** Start **

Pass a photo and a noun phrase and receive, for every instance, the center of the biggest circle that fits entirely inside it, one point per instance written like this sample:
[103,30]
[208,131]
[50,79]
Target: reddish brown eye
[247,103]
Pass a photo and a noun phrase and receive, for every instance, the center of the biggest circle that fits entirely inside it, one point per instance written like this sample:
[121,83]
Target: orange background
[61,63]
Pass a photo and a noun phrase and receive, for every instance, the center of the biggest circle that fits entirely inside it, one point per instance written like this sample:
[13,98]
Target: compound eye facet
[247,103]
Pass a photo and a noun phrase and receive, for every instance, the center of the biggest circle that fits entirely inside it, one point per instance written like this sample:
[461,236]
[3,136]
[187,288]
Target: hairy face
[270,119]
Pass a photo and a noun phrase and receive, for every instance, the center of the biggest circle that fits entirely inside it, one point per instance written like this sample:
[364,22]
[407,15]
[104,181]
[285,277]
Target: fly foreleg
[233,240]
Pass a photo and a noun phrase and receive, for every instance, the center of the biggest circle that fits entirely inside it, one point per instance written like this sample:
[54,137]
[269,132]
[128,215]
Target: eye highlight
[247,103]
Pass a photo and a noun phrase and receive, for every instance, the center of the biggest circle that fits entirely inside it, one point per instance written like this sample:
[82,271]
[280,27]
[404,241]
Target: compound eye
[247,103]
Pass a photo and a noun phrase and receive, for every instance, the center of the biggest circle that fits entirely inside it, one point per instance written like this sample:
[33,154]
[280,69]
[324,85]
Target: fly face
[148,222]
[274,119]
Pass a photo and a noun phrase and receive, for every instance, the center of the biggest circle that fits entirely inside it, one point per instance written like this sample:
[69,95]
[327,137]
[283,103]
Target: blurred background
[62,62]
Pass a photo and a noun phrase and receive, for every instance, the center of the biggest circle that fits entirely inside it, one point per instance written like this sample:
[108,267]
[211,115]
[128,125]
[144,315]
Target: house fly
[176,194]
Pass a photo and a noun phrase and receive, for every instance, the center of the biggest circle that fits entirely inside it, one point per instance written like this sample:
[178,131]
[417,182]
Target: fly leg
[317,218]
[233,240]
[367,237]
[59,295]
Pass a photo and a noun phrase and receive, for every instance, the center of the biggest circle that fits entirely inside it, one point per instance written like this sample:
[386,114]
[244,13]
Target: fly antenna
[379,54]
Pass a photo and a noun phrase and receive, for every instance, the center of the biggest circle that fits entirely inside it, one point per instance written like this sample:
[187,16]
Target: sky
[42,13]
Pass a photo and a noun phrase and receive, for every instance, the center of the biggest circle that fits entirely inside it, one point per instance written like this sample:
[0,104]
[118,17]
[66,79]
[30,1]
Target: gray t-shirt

** End **

Please give only the number of lines in the records above that contain the word "background", counting a line only when the case matches.

2